**EXERCISE AIM:**
Quote the lines from the one containing "Task: the goal" through the one containing "positive clicks: (16, 385) (44, 359)", including both of those lines.

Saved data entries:
....

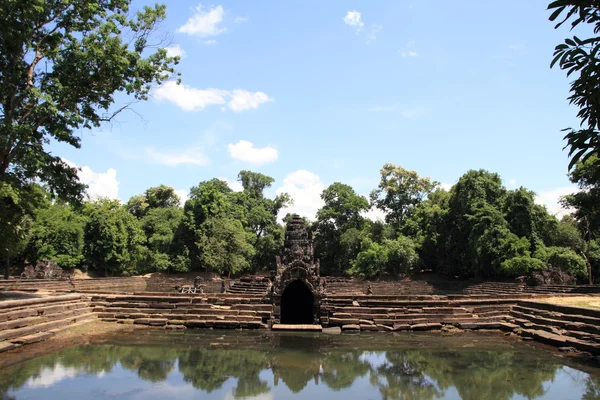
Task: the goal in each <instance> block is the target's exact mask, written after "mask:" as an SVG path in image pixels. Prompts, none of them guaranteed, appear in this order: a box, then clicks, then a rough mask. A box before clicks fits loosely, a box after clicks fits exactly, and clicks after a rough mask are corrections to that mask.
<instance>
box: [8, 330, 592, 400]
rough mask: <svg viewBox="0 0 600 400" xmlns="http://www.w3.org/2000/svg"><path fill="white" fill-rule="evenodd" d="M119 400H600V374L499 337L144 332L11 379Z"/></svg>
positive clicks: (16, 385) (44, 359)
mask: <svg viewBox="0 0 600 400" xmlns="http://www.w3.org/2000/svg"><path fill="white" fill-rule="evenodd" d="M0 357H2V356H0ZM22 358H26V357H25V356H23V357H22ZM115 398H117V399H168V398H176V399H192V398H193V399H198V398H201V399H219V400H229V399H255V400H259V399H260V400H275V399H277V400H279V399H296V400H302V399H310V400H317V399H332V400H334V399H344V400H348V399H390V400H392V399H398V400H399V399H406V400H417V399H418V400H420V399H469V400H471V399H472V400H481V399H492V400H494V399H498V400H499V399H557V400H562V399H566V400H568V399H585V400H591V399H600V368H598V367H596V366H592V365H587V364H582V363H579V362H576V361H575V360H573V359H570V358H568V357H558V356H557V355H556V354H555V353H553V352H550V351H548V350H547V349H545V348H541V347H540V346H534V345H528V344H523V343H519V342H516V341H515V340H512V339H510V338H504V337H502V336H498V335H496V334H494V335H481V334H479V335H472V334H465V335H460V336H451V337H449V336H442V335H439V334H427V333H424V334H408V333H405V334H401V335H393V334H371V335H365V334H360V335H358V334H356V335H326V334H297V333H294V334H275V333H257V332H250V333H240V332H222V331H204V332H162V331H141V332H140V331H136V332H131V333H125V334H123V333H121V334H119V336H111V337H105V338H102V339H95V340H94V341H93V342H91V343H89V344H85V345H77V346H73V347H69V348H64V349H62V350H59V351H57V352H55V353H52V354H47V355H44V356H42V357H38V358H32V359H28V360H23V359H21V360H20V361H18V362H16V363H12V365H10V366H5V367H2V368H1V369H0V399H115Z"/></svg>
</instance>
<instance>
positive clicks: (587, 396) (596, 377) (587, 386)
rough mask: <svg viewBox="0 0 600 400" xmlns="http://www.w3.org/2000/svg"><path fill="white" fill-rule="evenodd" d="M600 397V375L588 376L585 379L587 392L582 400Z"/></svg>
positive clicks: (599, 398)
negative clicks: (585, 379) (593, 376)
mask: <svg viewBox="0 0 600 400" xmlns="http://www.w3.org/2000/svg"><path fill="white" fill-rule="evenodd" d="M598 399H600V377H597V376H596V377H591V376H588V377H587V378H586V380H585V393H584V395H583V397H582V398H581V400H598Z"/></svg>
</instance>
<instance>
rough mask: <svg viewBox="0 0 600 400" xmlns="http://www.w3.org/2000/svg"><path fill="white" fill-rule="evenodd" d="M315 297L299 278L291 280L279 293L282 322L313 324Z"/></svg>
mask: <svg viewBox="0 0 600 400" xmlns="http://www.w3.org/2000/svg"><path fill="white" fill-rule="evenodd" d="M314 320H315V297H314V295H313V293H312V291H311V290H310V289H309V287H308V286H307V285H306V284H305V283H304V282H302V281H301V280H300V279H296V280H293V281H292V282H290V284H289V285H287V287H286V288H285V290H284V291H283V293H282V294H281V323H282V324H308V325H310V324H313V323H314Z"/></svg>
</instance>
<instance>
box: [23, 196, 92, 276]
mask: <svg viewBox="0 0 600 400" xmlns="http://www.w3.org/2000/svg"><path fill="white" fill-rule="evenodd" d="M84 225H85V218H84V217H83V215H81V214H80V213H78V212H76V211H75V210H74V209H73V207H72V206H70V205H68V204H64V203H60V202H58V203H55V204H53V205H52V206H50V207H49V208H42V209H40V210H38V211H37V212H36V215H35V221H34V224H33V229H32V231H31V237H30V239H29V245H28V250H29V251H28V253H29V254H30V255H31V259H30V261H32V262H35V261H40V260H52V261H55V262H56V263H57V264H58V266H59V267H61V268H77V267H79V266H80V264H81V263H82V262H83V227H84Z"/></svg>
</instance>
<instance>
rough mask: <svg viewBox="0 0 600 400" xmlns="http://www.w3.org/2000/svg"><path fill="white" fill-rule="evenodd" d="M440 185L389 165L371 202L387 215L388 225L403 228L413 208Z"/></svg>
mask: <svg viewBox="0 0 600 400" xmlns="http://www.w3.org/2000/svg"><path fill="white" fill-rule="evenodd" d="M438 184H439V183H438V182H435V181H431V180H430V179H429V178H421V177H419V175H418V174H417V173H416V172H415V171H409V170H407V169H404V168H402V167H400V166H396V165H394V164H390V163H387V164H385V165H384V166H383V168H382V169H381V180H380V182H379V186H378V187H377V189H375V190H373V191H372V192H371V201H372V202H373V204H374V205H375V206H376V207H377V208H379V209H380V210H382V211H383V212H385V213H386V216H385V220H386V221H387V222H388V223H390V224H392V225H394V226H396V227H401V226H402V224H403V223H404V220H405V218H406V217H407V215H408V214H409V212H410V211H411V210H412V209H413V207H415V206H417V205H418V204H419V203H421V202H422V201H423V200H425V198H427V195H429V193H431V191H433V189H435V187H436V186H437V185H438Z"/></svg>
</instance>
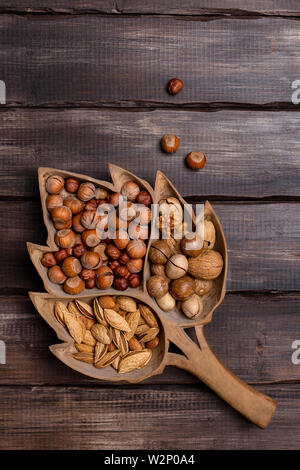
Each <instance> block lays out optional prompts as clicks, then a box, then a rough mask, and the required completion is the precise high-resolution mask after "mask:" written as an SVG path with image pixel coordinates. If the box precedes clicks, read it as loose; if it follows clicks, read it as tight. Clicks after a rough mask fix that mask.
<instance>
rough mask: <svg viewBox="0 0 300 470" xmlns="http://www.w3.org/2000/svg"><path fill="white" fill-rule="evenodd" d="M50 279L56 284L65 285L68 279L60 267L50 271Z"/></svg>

....

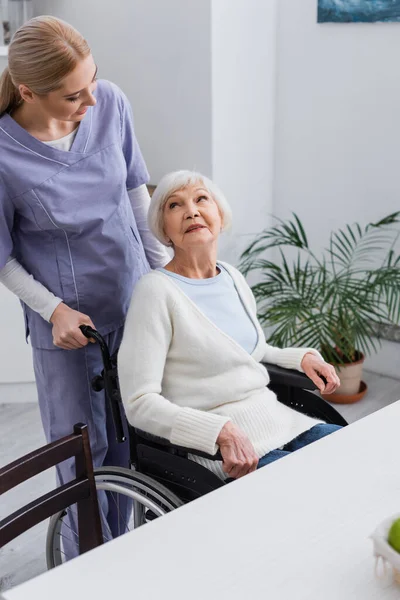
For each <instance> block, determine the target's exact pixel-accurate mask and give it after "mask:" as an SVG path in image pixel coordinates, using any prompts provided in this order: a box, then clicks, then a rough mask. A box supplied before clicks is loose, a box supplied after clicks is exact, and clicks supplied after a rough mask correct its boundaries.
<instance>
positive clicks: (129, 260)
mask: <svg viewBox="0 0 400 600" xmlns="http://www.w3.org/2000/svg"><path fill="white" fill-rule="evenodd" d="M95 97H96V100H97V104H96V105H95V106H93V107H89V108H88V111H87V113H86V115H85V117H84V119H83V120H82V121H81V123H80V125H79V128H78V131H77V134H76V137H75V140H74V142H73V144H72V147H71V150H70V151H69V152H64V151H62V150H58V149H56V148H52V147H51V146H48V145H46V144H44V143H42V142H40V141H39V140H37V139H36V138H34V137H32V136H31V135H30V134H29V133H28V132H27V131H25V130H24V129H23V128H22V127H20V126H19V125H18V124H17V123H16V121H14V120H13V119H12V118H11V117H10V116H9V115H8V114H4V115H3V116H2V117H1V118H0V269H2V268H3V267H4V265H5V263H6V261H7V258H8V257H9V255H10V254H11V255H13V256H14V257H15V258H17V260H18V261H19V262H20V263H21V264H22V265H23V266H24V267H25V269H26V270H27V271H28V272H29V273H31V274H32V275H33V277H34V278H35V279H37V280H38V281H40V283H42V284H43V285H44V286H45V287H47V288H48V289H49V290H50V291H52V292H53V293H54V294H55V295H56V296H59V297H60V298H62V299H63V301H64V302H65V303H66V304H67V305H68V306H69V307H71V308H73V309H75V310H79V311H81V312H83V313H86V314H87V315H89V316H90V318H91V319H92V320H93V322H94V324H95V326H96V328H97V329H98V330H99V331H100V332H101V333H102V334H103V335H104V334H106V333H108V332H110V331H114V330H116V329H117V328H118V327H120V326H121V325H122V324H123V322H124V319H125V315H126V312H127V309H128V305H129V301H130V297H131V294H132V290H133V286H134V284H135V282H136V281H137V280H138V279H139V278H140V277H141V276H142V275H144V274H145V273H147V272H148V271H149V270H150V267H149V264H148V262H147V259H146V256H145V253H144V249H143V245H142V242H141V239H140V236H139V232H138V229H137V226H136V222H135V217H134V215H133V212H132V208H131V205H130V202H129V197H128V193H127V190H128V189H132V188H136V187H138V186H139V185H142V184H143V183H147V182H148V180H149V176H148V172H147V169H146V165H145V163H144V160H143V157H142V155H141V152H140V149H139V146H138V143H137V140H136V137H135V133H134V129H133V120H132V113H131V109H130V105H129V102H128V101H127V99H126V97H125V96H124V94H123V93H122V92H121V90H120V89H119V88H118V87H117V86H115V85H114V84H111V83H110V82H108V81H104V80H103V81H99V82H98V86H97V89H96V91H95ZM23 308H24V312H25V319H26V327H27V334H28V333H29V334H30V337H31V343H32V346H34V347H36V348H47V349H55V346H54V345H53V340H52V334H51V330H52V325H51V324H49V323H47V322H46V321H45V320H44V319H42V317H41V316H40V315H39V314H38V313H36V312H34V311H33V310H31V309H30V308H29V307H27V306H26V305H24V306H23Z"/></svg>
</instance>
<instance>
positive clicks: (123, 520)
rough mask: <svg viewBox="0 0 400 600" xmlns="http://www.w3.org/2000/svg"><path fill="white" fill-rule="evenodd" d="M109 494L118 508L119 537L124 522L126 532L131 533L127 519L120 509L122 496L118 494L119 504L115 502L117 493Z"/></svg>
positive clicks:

....

**SOLUTION FOR THIS TASK:**
Task: the goal in each <instance> block is the target's exact mask, written after "mask:" as an SVG path in image pixels. Prompts, none of them guaranteed, appear in this order: a box, then clicks, then a rough mask. A box before clicks fits loosely, a box after clicks fits exactly, and clicks after a rough mask are corrections to that mask.
<instance>
box: [8, 330, 592, 400]
rough mask: <svg viewBox="0 0 600 400" xmlns="http://www.w3.org/2000/svg"><path fill="white" fill-rule="evenodd" d="M119 400H600V374L499 337L144 332L11 379Z"/></svg>
positive clicks: (16, 385) (44, 359)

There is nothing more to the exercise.